(Part of a data file)
==================================================

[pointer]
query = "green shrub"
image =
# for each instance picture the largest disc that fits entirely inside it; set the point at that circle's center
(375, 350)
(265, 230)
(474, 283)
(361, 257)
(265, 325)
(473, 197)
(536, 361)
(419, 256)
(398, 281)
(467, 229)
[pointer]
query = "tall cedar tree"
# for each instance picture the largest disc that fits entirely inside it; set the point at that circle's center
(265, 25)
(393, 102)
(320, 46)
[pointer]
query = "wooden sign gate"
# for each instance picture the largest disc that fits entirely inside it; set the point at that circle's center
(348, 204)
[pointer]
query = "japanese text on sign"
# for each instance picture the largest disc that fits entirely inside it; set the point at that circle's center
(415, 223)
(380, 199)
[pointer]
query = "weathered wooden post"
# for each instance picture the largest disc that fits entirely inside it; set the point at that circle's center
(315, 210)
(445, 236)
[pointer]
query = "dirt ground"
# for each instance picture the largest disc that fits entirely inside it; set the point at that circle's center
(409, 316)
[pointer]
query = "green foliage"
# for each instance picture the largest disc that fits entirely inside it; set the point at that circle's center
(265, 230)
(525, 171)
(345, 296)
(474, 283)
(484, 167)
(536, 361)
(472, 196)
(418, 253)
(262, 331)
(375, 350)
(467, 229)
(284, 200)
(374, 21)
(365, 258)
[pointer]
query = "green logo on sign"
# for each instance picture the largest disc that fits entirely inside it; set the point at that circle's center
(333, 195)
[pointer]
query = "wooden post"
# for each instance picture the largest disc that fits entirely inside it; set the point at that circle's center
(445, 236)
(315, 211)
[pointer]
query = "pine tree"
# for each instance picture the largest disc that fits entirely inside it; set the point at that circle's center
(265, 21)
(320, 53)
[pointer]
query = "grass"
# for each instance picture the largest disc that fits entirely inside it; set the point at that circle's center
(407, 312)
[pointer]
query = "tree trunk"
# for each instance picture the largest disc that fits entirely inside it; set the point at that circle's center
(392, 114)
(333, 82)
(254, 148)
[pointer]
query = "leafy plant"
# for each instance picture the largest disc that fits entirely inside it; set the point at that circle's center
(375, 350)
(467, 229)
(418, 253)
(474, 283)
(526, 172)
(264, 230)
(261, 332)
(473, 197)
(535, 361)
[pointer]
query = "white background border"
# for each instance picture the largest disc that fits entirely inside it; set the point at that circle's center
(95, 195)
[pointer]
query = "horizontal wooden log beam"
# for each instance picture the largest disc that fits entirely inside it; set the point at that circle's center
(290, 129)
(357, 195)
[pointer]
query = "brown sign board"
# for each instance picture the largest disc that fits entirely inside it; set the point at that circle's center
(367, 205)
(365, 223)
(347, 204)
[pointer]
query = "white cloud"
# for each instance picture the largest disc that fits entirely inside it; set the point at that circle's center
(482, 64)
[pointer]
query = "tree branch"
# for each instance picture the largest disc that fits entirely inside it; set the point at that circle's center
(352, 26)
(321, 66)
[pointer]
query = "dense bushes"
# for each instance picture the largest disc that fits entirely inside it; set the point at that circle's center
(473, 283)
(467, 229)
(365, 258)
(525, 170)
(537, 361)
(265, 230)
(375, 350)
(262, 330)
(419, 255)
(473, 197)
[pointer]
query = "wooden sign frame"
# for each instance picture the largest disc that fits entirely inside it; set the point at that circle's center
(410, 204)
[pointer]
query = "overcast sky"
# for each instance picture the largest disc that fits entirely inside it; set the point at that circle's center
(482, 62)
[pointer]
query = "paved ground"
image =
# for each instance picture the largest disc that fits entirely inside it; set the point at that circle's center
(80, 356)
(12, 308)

==================================================

* **What is required**
Set every line of the listing down word for word.

* **Solution to this problem**
[pointer]
query = "green shrub"
image =
# for each instance picture the largest disc that fits entirely inside it; set the point at that circle's center
(375, 350)
(265, 230)
(474, 283)
(361, 257)
(265, 325)
(473, 197)
(536, 361)
(419, 256)
(398, 281)
(467, 229)
[pointer]
query = "tall cedar tree"
# for each instance picture the largest disc that fits entirely inside it; set the point at that circle's center
(265, 25)
(393, 102)
(320, 46)
[pointer]
query = "wooden sign gate"
# for each instance picture the largest disc that fits entirely inside it; set the point at that circle's center
(348, 204)
[pointer]
query = "japanese text on sign"
# for each instance picture the largest disc that fits entirely inside it; set the point at that circle's center
(415, 223)
(380, 199)
[pointer]
query = "weathered wooden post"
# for each instance picture the largest disc that fits entirely inside it; set the point at that circle's center
(315, 210)
(445, 236)
[pointer]
query = "dirt ground"
# for each instance picture the largest disc that fits entirely inside it; set the point at that circle's center
(409, 316)
[pointer]
query = "green foliage"
# for each instance picture the largest disc that fits entirely inside it; set the point at that circle's center
(265, 230)
(525, 171)
(345, 296)
(474, 283)
(484, 167)
(536, 361)
(472, 196)
(418, 253)
(262, 331)
(375, 350)
(467, 229)
(284, 200)
(374, 21)
(365, 258)
[pointer]
query = "green logo on sign"
# for each instance picture the largest disc that fits entirely inside it; set the point at that circle's center
(333, 195)
[pointer]
query = "wooden post"
# for each instance picture the largest disc that fits entirely inside it; set the point at that circle's center
(445, 236)
(315, 211)
[pointer]
query = "pine tree"
# for each instance picture the largest disc that fits entirely inside it; set the point at that circle's center
(265, 21)
(320, 53)
[pointer]
query = "grass"
# for each instance picture the largest disc that fits entirely inside it; set the point at that circle's center
(407, 312)
[pointer]
query = "tree trunk"
# for each instance picture the largest disc that fits entirely inside it; set the point at that circle's center
(392, 114)
(333, 82)
(254, 148)
[pointer]
query = "leafy plant"
# for each instance picture the largest disc that fits entirely inside it; set the point at that circle's center
(375, 350)
(467, 229)
(418, 253)
(474, 283)
(526, 172)
(264, 230)
(261, 332)
(473, 197)
(535, 361)
[pointer]
query = "white background border"
# for each instance picture the largest disc that fits entirely inside it; set the point at that circle's center
(95, 195)
[pointer]
query = "horizontal wooden log beam"
# for each instance picture the largest disc that fits entirely inside it; set the point at that circle's center
(290, 129)
(357, 195)
[pointer]
query = "brown sign board"
# for each instance picture the largest disc that fits entirely inside it; set the point at that circle's center
(367, 205)
(365, 223)
(347, 204)
[pointer]
query = "white cloud"
# for each instance picture the largest disc that fits entirely inside it; set the point at that circle's center
(482, 64)
[pointer]
query = "tree branch"
# for each instance picture the largest disc that fits entirely inside it; set the point at that circle's center
(352, 26)
(321, 66)
[pointer]
query = "dense bushes"
# for each instance picture the largest disc that fits entirely inside it; set the point at that circle's center
(473, 283)
(467, 229)
(365, 258)
(525, 170)
(537, 361)
(265, 230)
(375, 350)
(262, 330)
(419, 255)
(473, 197)
[pointer]
query = "wooden sign frame"
# for each instance picture the largest disc that fits entirely inside it; set the point at that circle's center
(410, 204)
[pointer]
query = "overcast sky"
# for each instance picture the largest disc that fits entirely inside it; set the point at that circle's center
(482, 62)
[pointer]
query = "paved ground"
image =
# for each instance picture the largest disc that fits entirely inside it; set the point at that circle's center
(80, 356)
(12, 308)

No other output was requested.